Task directions —
I need every line that includes the word "then" copied from the material.
- - - - - - -
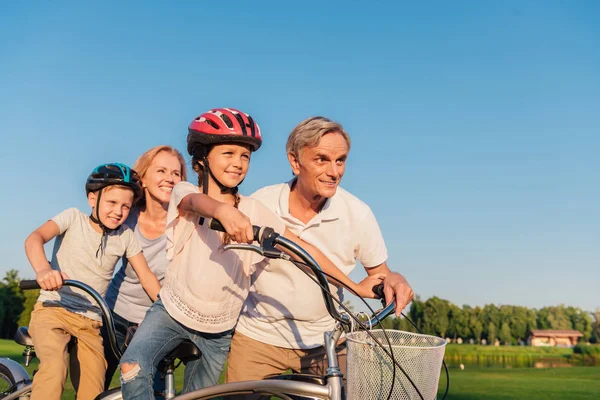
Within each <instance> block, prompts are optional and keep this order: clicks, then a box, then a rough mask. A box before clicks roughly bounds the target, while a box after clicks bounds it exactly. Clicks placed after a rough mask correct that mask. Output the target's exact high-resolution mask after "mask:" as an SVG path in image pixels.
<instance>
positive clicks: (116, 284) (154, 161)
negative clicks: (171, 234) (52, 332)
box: [103, 146, 186, 389]
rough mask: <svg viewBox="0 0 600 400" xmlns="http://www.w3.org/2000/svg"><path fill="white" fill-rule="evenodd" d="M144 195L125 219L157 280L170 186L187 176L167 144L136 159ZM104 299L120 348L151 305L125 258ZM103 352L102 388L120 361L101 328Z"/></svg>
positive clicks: (159, 264)
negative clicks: (117, 358)
mask: <svg viewBox="0 0 600 400" xmlns="http://www.w3.org/2000/svg"><path fill="white" fill-rule="evenodd" d="M133 169H134V170H135V171H137V173H138V174H139V176H140V179H141V184H142V189H143V195H142V198H141V200H140V201H139V202H138V203H136V205H135V207H134V209H133V210H132V211H131V213H130V215H129V218H128V219H127V221H126V222H125V224H127V225H128V226H129V227H130V228H131V229H132V230H133V231H134V232H135V235H136V237H137V239H138V241H139V242H140V245H141V247H142V250H143V253H144V256H145V257H146V260H147V261H148V265H149V266H150V269H151V270H152V272H153V273H154V274H155V275H156V277H157V278H158V280H159V281H162V280H163V279H164V276H165V271H166V269H167V265H168V263H169V262H168V260H167V255H166V250H165V246H166V241H167V238H166V236H165V226H166V222H167V209H168V207H169V200H170V199H171V191H172V190H173V187H174V186H175V185H176V184H177V183H179V182H180V181H182V180H184V181H185V179H186V171H185V160H184V159H183V156H182V155H181V153H180V152H179V151H177V150H175V149H174V148H172V147H170V146H157V147H154V148H152V149H150V150H148V151H146V152H145V153H144V154H142V155H141V156H140V157H139V158H138V159H137V161H136V162H135V165H134V168H133ZM106 302H107V304H108V306H109V307H110V308H111V310H112V311H113V318H114V321H115V328H116V335H117V342H118V345H119V346H120V347H121V348H122V347H123V342H124V341H125V336H126V334H127V329H128V328H130V327H132V326H135V327H137V325H139V324H140V323H141V322H142V320H143V319H144V316H145V314H146V311H147V310H148V308H149V307H150V305H151V304H152V300H151V299H150V298H149V297H148V295H147V294H146V292H145V291H144V289H143V288H142V285H141V284H140V280H139V279H138V277H137V275H136V274H135V272H134V271H133V268H132V267H131V265H130V264H129V263H127V261H126V260H125V261H124V262H123V266H122V267H121V268H120V269H119V271H118V272H117V273H116V275H115V276H114V278H113V280H112V281H111V283H110V286H109V288H108V291H107V293H106ZM103 336H104V354H105V357H106V361H107V363H108V368H107V371H106V380H105V388H106V389H108V388H109V387H110V382H111V380H112V377H113V374H114V373H115V370H116V369H117V366H118V365H119V360H117V359H116V357H115V355H114V354H113V352H112V349H111V348H110V345H108V336H107V332H106V329H105V328H104V329H103Z"/></svg>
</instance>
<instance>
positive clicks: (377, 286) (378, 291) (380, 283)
mask: <svg viewBox="0 0 600 400" xmlns="http://www.w3.org/2000/svg"><path fill="white" fill-rule="evenodd" d="M373 293H375V296H377V297H376V298H377V299H382V300H385V295H384V294H383V283H380V284H378V285H375V286H373Z"/></svg>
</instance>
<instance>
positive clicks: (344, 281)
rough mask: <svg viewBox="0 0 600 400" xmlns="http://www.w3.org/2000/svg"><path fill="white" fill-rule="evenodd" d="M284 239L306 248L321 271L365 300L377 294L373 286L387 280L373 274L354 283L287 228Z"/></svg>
mask: <svg viewBox="0 0 600 400" xmlns="http://www.w3.org/2000/svg"><path fill="white" fill-rule="evenodd" d="M283 236H284V237H286V238H288V239H290V240H291V241H293V242H295V243H296V244H298V245H299V246H300V247H302V248H304V250H306V251H307V252H308V253H309V254H310V255H311V256H312V257H313V258H314V259H315V261H316V262H317V263H318V264H319V266H320V267H321V269H322V270H323V271H324V272H326V273H327V274H329V275H331V276H332V277H334V278H336V279H337V280H339V281H340V282H341V283H342V284H344V285H345V286H347V287H349V288H350V289H352V290H354V291H355V292H356V293H357V294H358V295H359V296H361V297H365V298H374V297H375V294H374V293H373V290H372V289H373V286H375V285H377V284H379V283H381V281H382V280H383V278H385V274H384V273H381V274H372V275H369V276H367V277H366V278H365V279H363V280H362V281H361V282H360V283H358V284H356V283H354V282H353V281H352V280H351V279H350V278H349V277H348V275H346V274H345V273H343V272H342V271H341V270H340V269H339V268H338V267H336V266H335V264H333V263H332V262H331V261H330V260H329V259H328V258H327V257H325V255H324V254H323V253H321V251H320V250H319V249H318V248H316V247H315V246H313V245H311V244H309V243H307V242H305V241H304V240H302V239H300V238H299V237H298V236H296V235H294V234H293V233H292V232H290V230H289V229H287V228H286V230H285V233H284V234H283ZM332 283H333V284H334V285H336V286H337V285H339V283H338V282H332Z"/></svg>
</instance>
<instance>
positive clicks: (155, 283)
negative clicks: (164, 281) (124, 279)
mask: <svg viewBox="0 0 600 400" xmlns="http://www.w3.org/2000/svg"><path fill="white" fill-rule="evenodd" d="M127 261H129V263H130V264H131V266H132V267H133V270H134V271H135V273H136V274H137V276H138V278H140V283H141V284H142V287H143V288H144V290H145V291H146V293H148V296H150V298H151V299H152V301H156V299H157V298H158V292H159V291H160V282H158V278H157V277H156V275H154V273H153V272H152V271H151V270H150V267H149V266H148V262H146V257H144V254H143V253H142V252H141V251H140V252H139V253H137V254H136V255H135V256H133V257H130V258H128V259H127Z"/></svg>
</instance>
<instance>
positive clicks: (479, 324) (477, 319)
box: [471, 319, 483, 343]
mask: <svg viewBox="0 0 600 400" xmlns="http://www.w3.org/2000/svg"><path fill="white" fill-rule="evenodd" d="M471 332H473V339H475V343H479V342H481V334H482V333H483V324H482V323H481V321H479V320H478V319H474V322H473V323H472V324H471Z"/></svg>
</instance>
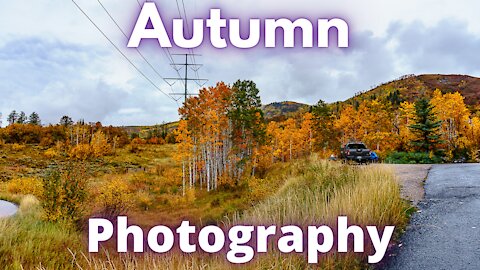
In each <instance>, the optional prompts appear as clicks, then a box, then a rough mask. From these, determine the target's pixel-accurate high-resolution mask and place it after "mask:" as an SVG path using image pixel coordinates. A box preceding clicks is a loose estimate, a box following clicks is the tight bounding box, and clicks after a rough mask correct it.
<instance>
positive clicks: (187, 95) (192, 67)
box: [165, 53, 208, 102]
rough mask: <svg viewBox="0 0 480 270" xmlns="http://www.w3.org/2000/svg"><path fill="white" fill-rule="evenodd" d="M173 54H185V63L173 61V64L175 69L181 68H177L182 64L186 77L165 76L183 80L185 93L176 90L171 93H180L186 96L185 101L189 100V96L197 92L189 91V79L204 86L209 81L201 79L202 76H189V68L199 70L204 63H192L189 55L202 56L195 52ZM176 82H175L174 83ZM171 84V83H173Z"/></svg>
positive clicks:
- - - - - - -
Solution for this task —
Within each <instance> block, prompts are optional and keep this order: clicks, then a box, then a rough mask. A box before clicks roughly bounds the target, while a box after clicks bounds it exactly. Clicks placed after a rough mask correct that mask. Output the target's exact high-resolution mask after "mask:" as an SVG path in image pixels.
In each <instance>, the optional prompts appear as clicks, then a box, then a rough mask. From these, determine the target's pixel-accurate high-resolution mask and place it after "mask:" as an SVG path using image pixel coordinates. A box preceding clicks is a loose estimate, a box following clicks is the tight bounding box, and clicks after a rough mask correct it.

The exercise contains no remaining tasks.